(Beginning of Dataset records)

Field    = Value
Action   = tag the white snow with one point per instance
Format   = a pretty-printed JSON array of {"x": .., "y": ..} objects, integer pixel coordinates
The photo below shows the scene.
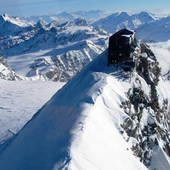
[
  {"x": 78, "y": 128},
  {"x": 19, "y": 101},
  {"x": 162, "y": 52}
]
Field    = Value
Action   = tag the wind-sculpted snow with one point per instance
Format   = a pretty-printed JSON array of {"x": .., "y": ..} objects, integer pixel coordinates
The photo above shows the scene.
[{"x": 77, "y": 128}]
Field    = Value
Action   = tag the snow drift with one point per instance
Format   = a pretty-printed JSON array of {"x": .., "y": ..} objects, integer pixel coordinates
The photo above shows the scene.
[{"x": 77, "y": 128}]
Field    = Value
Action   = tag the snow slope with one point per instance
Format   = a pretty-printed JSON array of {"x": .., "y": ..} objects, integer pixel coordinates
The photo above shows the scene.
[
  {"x": 79, "y": 128},
  {"x": 19, "y": 101}
]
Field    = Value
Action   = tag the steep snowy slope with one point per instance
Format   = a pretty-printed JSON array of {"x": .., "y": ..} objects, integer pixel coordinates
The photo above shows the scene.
[
  {"x": 101, "y": 119},
  {"x": 19, "y": 101},
  {"x": 74, "y": 130}
]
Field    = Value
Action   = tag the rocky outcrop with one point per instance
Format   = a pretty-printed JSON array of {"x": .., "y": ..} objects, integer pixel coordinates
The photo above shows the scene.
[{"x": 148, "y": 122}]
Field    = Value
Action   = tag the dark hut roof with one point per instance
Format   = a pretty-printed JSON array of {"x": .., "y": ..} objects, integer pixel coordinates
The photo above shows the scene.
[{"x": 123, "y": 32}]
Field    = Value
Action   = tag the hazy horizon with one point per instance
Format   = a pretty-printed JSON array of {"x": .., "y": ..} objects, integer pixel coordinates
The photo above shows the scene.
[{"x": 39, "y": 7}]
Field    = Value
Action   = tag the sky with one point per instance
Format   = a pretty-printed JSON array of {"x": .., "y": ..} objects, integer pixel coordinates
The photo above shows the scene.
[{"x": 39, "y": 7}]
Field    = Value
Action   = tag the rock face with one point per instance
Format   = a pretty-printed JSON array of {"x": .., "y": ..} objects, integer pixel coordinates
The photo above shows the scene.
[
  {"x": 148, "y": 122},
  {"x": 5, "y": 72}
]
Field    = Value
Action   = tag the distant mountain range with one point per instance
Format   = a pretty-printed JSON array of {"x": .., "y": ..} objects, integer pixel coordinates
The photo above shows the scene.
[
  {"x": 64, "y": 16},
  {"x": 58, "y": 50}
]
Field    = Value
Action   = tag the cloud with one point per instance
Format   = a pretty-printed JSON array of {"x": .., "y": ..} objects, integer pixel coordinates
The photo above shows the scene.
[{"x": 162, "y": 52}]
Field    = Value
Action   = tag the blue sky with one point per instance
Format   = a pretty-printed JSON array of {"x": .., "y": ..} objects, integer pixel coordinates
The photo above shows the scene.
[{"x": 38, "y": 7}]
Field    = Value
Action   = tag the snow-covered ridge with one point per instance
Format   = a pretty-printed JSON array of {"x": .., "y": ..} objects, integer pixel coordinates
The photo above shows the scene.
[
  {"x": 5, "y": 72},
  {"x": 53, "y": 52}
]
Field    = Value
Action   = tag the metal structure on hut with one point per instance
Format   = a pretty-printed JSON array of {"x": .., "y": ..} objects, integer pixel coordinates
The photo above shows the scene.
[{"x": 121, "y": 46}]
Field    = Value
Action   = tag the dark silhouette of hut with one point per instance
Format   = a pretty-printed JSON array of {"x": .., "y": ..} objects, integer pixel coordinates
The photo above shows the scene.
[{"x": 121, "y": 46}]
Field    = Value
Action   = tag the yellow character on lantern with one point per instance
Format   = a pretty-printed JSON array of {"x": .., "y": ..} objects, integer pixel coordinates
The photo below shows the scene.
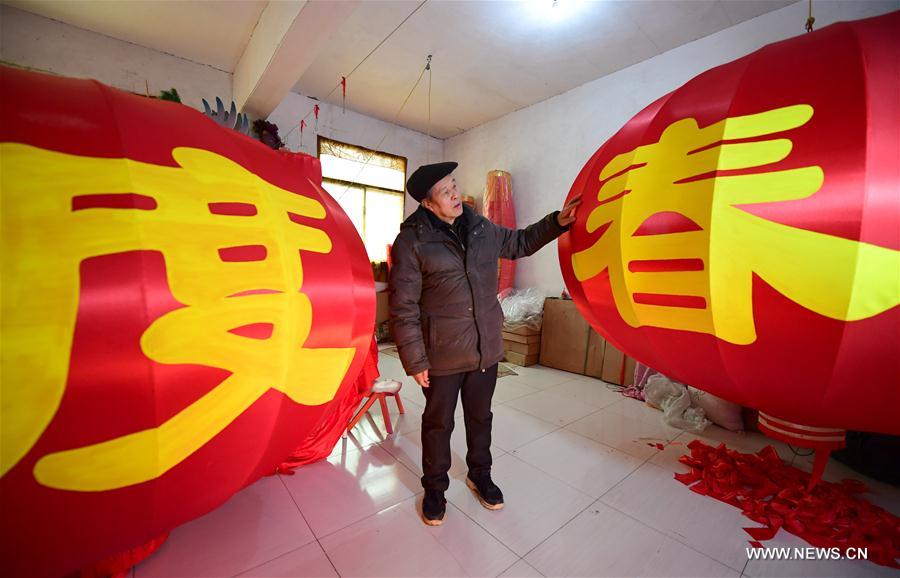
[
  {"x": 49, "y": 240},
  {"x": 700, "y": 279}
]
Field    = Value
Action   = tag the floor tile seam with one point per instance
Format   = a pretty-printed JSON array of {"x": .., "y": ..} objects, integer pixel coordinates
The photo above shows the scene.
[
  {"x": 510, "y": 451},
  {"x": 451, "y": 554},
  {"x": 549, "y": 390},
  {"x": 567, "y": 522},
  {"x": 596, "y": 441},
  {"x": 364, "y": 518},
  {"x": 567, "y": 483},
  {"x": 532, "y": 416},
  {"x": 593, "y": 407},
  {"x": 309, "y": 527},
  {"x": 668, "y": 535}
]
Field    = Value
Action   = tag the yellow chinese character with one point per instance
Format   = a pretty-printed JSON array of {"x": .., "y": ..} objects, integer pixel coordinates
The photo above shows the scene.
[
  {"x": 44, "y": 242},
  {"x": 702, "y": 280}
]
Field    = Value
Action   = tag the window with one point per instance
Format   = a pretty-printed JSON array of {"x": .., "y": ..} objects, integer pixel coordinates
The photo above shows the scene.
[{"x": 369, "y": 187}]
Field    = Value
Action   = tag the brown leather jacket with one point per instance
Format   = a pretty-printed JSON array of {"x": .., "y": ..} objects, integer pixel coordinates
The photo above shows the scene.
[{"x": 444, "y": 312}]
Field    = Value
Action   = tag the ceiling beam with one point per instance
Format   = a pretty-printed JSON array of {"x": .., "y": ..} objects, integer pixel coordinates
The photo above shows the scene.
[{"x": 287, "y": 39}]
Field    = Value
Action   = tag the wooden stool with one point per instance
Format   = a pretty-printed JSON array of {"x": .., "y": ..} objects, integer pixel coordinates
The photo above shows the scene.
[{"x": 380, "y": 390}]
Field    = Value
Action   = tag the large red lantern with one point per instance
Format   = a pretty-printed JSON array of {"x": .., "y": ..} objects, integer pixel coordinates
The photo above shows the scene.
[
  {"x": 181, "y": 307},
  {"x": 741, "y": 233}
]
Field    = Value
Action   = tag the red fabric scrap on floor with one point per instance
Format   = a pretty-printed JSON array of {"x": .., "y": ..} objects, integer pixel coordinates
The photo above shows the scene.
[{"x": 774, "y": 494}]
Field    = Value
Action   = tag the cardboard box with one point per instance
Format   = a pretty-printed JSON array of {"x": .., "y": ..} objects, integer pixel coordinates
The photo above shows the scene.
[
  {"x": 523, "y": 348},
  {"x": 521, "y": 359},
  {"x": 596, "y": 348},
  {"x": 381, "y": 308},
  {"x": 564, "y": 336},
  {"x": 534, "y": 338},
  {"x": 521, "y": 330}
]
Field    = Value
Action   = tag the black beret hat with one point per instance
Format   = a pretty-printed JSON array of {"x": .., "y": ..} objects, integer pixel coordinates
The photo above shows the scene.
[{"x": 426, "y": 176}]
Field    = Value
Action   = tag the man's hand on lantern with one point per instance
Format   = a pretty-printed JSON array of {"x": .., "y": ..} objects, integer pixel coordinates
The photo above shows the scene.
[{"x": 567, "y": 216}]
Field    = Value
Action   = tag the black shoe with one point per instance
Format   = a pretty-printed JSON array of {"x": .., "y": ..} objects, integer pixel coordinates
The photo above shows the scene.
[
  {"x": 486, "y": 491},
  {"x": 433, "y": 507}
]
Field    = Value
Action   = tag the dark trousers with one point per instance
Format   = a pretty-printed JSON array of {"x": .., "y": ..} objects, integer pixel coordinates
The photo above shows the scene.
[{"x": 477, "y": 388}]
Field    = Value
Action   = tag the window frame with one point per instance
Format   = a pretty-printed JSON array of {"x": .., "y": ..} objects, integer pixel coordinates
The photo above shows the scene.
[{"x": 365, "y": 187}]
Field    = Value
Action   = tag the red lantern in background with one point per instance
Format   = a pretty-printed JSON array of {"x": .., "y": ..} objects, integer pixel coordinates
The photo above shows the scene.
[
  {"x": 741, "y": 234},
  {"x": 181, "y": 307},
  {"x": 498, "y": 208}
]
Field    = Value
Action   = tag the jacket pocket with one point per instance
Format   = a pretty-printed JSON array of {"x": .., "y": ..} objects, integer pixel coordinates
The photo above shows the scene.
[{"x": 428, "y": 331}]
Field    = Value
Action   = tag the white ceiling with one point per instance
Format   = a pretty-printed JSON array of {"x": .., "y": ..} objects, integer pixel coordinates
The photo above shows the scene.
[
  {"x": 208, "y": 32},
  {"x": 490, "y": 57}
]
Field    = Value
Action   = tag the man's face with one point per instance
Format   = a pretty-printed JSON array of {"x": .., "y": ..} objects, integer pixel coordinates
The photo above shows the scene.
[{"x": 445, "y": 201}]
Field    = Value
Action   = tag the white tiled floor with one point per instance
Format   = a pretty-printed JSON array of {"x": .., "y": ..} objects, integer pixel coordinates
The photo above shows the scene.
[{"x": 586, "y": 493}]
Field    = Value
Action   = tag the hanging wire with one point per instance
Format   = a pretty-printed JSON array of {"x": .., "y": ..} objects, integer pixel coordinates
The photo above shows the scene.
[
  {"x": 385, "y": 39},
  {"x": 392, "y": 126},
  {"x": 428, "y": 123}
]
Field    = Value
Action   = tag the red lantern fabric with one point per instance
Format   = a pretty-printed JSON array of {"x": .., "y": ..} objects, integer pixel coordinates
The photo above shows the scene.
[
  {"x": 498, "y": 208},
  {"x": 181, "y": 307},
  {"x": 741, "y": 233}
]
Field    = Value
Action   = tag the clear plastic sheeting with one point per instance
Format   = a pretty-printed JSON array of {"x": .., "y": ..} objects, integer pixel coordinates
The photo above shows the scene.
[
  {"x": 523, "y": 307},
  {"x": 674, "y": 400}
]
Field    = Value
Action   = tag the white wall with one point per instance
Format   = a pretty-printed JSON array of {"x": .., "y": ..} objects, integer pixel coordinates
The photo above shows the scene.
[
  {"x": 545, "y": 145},
  {"x": 39, "y": 43},
  {"x": 357, "y": 129}
]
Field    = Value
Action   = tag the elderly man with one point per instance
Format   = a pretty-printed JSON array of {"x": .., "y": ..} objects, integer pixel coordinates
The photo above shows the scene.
[{"x": 446, "y": 321}]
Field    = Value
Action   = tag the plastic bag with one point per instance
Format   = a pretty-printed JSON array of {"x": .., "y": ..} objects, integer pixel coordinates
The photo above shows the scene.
[
  {"x": 720, "y": 411},
  {"x": 523, "y": 307},
  {"x": 675, "y": 402}
]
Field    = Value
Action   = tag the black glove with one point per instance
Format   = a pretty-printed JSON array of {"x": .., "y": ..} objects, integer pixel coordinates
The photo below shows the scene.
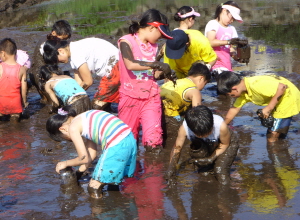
[
  {"x": 238, "y": 41},
  {"x": 206, "y": 160}
]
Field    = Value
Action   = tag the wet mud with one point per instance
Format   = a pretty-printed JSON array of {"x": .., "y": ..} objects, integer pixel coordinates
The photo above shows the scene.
[{"x": 264, "y": 178}]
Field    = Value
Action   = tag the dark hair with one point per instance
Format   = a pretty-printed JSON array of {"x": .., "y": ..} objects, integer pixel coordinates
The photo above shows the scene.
[
  {"x": 183, "y": 10},
  {"x": 46, "y": 72},
  {"x": 226, "y": 80},
  {"x": 149, "y": 16},
  {"x": 200, "y": 120},
  {"x": 50, "y": 50},
  {"x": 55, "y": 122},
  {"x": 9, "y": 46},
  {"x": 200, "y": 69},
  {"x": 62, "y": 27},
  {"x": 219, "y": 8}
]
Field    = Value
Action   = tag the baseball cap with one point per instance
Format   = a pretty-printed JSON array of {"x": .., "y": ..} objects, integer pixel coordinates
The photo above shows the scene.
[
  {"x": 234, "y": 11},
  {"x": 191, "y": 13},
  {"x": 175, "y": 47},
  {"x": 163, "y": 29}
]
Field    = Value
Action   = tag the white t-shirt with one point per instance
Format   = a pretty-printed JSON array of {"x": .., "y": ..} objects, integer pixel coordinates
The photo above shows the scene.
[
  {"x": 214, "y": 136},
  {"x": 100, "y": 55}
]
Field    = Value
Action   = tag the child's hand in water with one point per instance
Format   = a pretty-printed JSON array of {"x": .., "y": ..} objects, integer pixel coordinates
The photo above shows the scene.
[{"x": 60, "y": 165}]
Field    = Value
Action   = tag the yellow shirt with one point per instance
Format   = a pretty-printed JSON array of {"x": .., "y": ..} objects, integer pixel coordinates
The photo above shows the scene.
[
  {"x": 173, "y": 97},
  {"x": 199, "y": 49},
  {"x": 261, "y": 89}
]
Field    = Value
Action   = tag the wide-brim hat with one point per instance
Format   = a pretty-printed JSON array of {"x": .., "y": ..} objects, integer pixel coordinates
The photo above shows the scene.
[
  {"x": 163, "y": 29},
  {"x": 175, "y": 47}
]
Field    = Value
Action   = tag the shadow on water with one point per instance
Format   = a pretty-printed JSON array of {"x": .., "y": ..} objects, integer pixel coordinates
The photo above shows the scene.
[{"x": 265, "y": 179}]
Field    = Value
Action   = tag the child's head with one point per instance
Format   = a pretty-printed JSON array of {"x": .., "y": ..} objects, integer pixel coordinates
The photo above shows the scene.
[
  {"x": 176, "y": 47},
  {"x": 61, "y": 29},
  {"x": 46, "y": 73},
  {"x": 230, "y": 11},
  {"x": 55, "y": 123},
  {"x": 199, "y": 74},
  {"x": 56, "y": 51},
  {"x": 200, "y": 120},
  {"x": 184, "y": 13},
  {"x": 226, "y": 81},
  {"x": 8, "y": 47},
  {"x": 152, "y": 19}
]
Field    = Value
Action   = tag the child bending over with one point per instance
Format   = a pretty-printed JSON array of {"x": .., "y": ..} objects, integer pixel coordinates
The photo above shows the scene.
[
  {"x": 98, "y": 127},
  {"x": 13, "y": 81},
  {"x": 201, "y": 126},
  {"x": 65, "y": 88},
  {"x": 280, "y": 96}
]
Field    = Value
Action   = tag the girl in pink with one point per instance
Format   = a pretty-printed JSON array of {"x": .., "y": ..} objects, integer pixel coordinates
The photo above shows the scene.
[
  {"x": 13, "y": 83},
  {"x": 140, "y": 102},
  {"x": 222, "y": 35}
]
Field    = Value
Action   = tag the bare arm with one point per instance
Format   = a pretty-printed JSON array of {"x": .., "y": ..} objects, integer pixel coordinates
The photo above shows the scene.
[
  {"x": 51, "y": 93},
  {"x": 195, "y": 96},
  {"x": 231, "y": 114},
  {"x": 275, "y": 99},
  {"x": 84, "y": 76},
  {"x": 23, "y": 78}
]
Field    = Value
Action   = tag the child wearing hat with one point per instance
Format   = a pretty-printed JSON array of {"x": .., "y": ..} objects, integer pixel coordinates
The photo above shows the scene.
[{"x": 222, "y": 35}]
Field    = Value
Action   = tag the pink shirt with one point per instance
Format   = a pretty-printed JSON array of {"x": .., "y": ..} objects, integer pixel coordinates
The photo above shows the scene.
[
  {"x": 223, "y": 52},
  {"x": 138, "y": 84}
]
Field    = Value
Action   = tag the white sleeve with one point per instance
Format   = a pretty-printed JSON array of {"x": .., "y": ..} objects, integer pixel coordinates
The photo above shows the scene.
[{"x": 212, "y": 25}]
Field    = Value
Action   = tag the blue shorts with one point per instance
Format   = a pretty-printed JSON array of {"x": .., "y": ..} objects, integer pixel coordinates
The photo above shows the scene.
[
  {"x": 281, "y": 125},
  {"x": 117, "y": 161}
]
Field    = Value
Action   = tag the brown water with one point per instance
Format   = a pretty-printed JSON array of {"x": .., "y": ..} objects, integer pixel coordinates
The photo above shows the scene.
[{"x": 265, "y": 179}]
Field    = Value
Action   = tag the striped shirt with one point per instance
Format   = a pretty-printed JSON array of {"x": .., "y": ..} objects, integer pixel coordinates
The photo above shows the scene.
[{"x": 103, "y": 128}]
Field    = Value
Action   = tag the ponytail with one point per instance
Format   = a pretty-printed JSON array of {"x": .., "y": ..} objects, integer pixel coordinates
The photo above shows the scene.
[{"x": 56, "y": 121}]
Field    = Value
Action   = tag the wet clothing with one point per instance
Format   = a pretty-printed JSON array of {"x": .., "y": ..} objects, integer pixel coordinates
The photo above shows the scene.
[
  {"x": 100, "y": 55},
  {"x": 117, "y": 162},
  {"x": 261, "y": 89},
  {"x": 172, "y": 97},
  {"x": 119, "y": 147},
  {"x": 66, "y": 89},
  {"x": 10, "y": 89},
  {"x": 199, "y": 49},
  {"x": 108, "y": 89},
  {"x": 223, "y": 52},
  {"x": 140, "y": 102}
]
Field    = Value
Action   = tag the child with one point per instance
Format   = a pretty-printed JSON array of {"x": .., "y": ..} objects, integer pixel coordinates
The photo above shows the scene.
[
  {"x": 139, "y": 93},
  {"x": 89, "y": 56},
  {"x": 98, "y": 127},
  {"x": 185, "y": 48},
  {"x": 200, "y": 123},
  {"x": 222, "y": 35},
  {"x": 65, "y": 88},
  {"x": 176, "y": 99},
  {"x": 13, "y": 82},
  {"x": 279, "y": 95},
  {"x": 186, "y": 16},
  {"x": 61, "y": 29}
]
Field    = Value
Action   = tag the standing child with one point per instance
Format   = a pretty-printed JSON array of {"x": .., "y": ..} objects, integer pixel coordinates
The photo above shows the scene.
[
  {"x": 280, "y": 96},
  {"x": 222, "y": 35},
  {"x": 139, "y": 93},
  {"x": 98, "y": 127},
  {"x": 65, "y": 88},
  {"x": 13, "y": 81},
  {"x": 89, "y": 56},
  {"x": 61, "y": 29}
]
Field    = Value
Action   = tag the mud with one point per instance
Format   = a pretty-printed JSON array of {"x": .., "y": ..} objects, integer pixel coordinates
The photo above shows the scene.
[{"x": 264, "y": 178}]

(End of Dataset records)

**Exercise directions**
Repeat word for word the lines above, from the first entry through the line containing "drift with one point per instance", with both ends kept and the pictures dropped.

**Expected answer**
Field    = Value
Action   = tag the white snow with one point per instance
Format   = a pretty-printed JSON array of {"x": .., "y": ..} objects, integer pixel coordinates
The photo below shows the scene.
[
  {"x": 78, "y": 128},
  {"x": 19, "y": 101},
  {"x": 162, "y": 52}
]
Field    = Value
Action   = tag the wind-sculpted snow with one point per instance
Format   = a pretty-printed JSON array of {"x": .., "y": ..} objects, integer pixel coordinates
The photo above shows the scene.
[{"x": 77, "y": 128}]
Field    = Value
Action   = tag the snow drift with one point per instance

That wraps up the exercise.